### What is required
Only one portion of the data is to be written out: from the line bearing "<point>567,204</point>" through the line bearing "<point>227,322</point>". Write it exactly as it appears.

### The input
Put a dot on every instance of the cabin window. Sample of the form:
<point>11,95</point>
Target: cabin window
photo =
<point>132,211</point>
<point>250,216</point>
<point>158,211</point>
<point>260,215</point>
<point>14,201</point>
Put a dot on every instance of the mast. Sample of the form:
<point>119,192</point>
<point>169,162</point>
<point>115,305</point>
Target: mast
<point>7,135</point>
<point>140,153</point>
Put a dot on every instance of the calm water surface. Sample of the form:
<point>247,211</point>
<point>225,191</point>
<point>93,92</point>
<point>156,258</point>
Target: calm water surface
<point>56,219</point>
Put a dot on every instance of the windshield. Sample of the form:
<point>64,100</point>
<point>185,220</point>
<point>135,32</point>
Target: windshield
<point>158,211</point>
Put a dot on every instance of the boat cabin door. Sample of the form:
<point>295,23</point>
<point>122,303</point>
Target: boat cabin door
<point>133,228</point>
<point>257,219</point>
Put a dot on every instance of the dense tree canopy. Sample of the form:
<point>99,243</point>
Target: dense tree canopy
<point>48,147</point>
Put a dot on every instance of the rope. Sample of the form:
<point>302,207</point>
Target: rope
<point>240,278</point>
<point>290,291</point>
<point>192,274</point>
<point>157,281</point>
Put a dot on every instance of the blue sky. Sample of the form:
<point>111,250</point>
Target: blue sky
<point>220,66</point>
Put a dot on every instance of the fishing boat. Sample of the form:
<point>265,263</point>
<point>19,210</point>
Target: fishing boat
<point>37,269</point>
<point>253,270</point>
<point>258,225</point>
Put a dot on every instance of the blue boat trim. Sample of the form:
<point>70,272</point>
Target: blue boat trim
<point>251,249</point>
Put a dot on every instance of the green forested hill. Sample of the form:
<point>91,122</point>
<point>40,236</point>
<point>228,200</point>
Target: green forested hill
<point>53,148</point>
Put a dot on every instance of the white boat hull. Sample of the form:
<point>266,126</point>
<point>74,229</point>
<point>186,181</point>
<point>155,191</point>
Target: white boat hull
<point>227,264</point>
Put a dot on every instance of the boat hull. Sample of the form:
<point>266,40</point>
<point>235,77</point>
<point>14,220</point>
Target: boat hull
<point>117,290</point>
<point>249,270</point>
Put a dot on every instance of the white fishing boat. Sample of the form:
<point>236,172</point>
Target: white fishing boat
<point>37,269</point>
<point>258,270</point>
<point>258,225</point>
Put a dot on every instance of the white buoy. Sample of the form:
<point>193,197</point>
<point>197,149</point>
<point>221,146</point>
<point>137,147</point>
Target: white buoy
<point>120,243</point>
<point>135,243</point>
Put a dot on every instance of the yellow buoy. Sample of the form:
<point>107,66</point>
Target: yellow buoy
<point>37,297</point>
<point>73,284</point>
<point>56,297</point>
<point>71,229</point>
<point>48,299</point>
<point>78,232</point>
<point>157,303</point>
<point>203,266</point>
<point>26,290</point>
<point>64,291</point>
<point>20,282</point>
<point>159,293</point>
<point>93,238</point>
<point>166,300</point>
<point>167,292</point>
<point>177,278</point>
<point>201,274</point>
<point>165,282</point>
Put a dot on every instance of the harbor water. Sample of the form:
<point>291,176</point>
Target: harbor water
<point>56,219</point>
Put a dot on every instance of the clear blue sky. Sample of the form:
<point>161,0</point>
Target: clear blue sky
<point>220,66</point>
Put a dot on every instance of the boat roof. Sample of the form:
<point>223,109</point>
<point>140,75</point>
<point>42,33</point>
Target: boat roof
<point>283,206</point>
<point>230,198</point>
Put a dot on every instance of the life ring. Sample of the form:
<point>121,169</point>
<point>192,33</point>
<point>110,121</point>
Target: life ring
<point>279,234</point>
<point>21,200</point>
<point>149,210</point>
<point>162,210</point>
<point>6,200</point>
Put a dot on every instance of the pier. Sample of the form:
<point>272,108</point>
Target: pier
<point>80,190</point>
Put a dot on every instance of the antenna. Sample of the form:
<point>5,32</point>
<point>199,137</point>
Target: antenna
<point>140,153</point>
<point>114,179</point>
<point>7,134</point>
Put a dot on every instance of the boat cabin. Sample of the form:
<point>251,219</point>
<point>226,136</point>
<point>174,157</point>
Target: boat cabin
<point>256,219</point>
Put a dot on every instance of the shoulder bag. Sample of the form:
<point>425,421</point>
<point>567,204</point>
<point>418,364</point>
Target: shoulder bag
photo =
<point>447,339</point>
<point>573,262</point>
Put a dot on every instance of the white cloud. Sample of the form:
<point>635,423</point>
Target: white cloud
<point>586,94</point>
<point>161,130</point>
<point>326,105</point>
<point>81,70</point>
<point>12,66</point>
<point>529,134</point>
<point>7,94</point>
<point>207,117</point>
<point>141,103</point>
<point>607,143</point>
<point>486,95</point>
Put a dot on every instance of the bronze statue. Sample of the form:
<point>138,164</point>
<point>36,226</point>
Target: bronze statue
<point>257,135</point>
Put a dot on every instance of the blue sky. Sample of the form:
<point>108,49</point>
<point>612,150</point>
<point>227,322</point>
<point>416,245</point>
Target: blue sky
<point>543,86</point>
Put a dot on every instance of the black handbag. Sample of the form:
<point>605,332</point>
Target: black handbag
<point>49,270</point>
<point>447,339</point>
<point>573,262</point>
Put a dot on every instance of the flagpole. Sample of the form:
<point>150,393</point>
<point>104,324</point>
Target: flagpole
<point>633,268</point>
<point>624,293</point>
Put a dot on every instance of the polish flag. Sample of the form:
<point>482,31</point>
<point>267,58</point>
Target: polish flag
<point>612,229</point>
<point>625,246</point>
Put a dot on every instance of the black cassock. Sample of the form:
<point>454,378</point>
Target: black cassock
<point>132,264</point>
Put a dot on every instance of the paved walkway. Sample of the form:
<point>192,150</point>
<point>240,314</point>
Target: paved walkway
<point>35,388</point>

### Response to the exercise
<point>567,204</point>
<point>418,364</point>
Target: shoulder bag
photo =
<point>447,339</point>
<point>573,262</point>
Put a dot on every instance of the white cloud. Sample of the form:
<point>635,423</point>
Target: white cloud
<point>586,94</point>
<point>161,130</point>
<point>326,105</point>
<point>81,70</point>
<point>12,66</point>
<point>529,134</point>
<point>7,94</point>
<point>207,117</point>
<point>141,103</point>
<point>607,143</point>
<point>486,95</point>
Put a dot on every instance of the bronze statue. Sample of the form:
<point>138,164</point>
<point>36,226</point>
Target: bronze statue
<point>257,135</point>
Put a dot on every instance of the blue sky. Sample of the form:
<point>108,49</point>
<point>612,150</point>
<point>227,322</point>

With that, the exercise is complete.